### SOURCE TEXT
↓
Up to 10,000 farmers will make up a Rural Cell that is supported by an engaged network of scores of farmer extension workers. For each Rural Cell, Tevis plans to set up a processing plant that will buy and process the wood from farmers upon harvest. Having started in 2008, KOMAZA is entering its seventh year and recently harvested trees from the first farmers. This simple model is easily replicable across much of arid Africa and Tevis plans to spread his idea all over Kenya’s arid Coast Province and beyond. With a deeply rooted and efficient extension network, Tevis plans to diversify the services offered to the rural communities using their existing farmer support capabilities. Over the long-term, these permanent high-capacity rural extension networks could even provide an effective mechanism of distributing other much needed products and services such as medical supplies, airtime, agriculture inputs, and so on.

A pessoa

Tevis is the eldest of three siblings and was raised in Silicon Valley, California to parents who were research scientists turned entrepreneurs. His father was a renowned researcher who led studies and wrote journals on malaria. His mother was equally respected in science and was known for her discoveries and publications about the immune system. In his childhood, Tevis saw his parents make the shift in their approach to science from academically-motivated research to business science to develop new medicines and treatments. This would ultimately take their family from a status of middle-class to relatively well-off. This did not only ensure the very best education for Tevis, but for him personally, it was an inspiration. From watching his parents, Tevis knew very early on that he wanted to become an entrepreneur too, and true to his ambition, he started breeding rats for sale at the age of seven, earning several thousand dollars by the age of ten.

Despite his new found passion, the science bug did not leave him. At age 14, Tevis did his first science project in school in which the goal was to find the most effective substance within an ordinary home that would most effectively kill bacteria. He found this to be apples. At the age of 17, he worked with a biotech company on a project to develop a treatment for the auto-immune disease multiple sclerosis. With this project, he won his school’s science fair and the Silicon Valley regional fair, which sent him on to become a finalist at the state science fair and, at the international science fair, he took 3rd place. For this achievement, he was featured in Forbes Magazine, giving him a taste of fame and success at an early age.

Before attending university, Tevis took one year off to live with a Kenyan family and volunteer with the Kenya Medical Research Institute (KEMRI) in Kilifi on the coast of Kenya. While at KEMRI, he researched children’s immunity to malaria and its triggers; once at school, he took all his subsequent winter and summer breaks in Kenya to continue his work at KEMRI. His experience in Kenya reshaped the way Tevis saw the world. On the one hand, he was thrilled by the idea of being able to carry out scientific research and find solutions to problems millions of people face around the world. But on the other hand he realized that the work of researchers is often limited to the labs they work in, answering complex theoretical questions, rather than focusing on delivering solutions that actually improve the lives of poor families. This realization forced Tevis to spend less time in the labs and more time in the community to try and find a more relevant and practical way of solving the problems in Kilifi. His desire to find a practical solution led him on a journey of discovery and experimentation which ultimately led him to a level of understanding and awareness of the community’s needs. Tevis realized that while economic poverty was at the center of the community’s problems, they had a vast resource in the land they lived on which was becoming increasingly degraded. Tevis founded KOMAZA during his third year at Brown University, planting the first 5 acre demonstration tree farm in Kilifi in early 2006. After completing his degree, a B.Sc. in neuroscience in 2007, he immediately returned to Kenya to begin work on KOMAZA full-time.
↑
Natural-language object grounding data:
↓
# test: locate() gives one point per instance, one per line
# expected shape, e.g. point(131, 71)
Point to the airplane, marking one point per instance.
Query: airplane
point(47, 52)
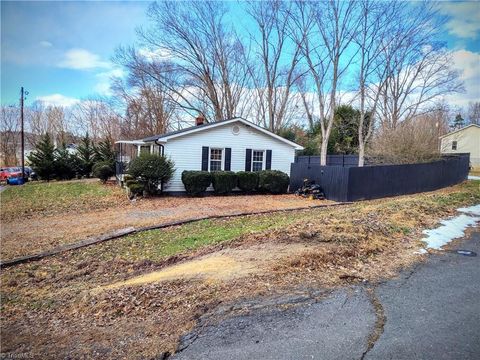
↑
### EXERCISE TASKS
a - In the text about Tevis and KOMAZA, change "apples" to "garlic" and write out the passage from "Despite his new" to "an early age.".
b - Answer these questions using the text about Tevis and KOMAZA.
(i) How many farmers, at most, will make up a Rural Cell?
(ii) At what age did Tevis start breeding rats for sale?
(iii) What degree did Tevis complete in 2007?

### RESULTS OF THE EXERCISE
a -
Despite his new found passion, the science bug did not leave him. At age 14, Tevis did his first science project in school in which the goal was to find the most effective substance within an ordinary home that would most effectively kill bacteria. He found this to be garlic. At the age of 17, he worked with a biotech company on a project to develop a treatment for the auto-immune disease multiple sclerosis. With this project, he won his school’s science fair and the Silicon Valley regional fair, which sent him on to become a finalist at the state science fair and, at the international science fair, he took 3rd place. For this achievement, he was featured in Forbes Magazine, giving him a taste of fame and success at an early age.

b -
(i) Up to 10,000 farmers.
(ii) At the age of seven.
(iii) A B.Sc. in neuroscience.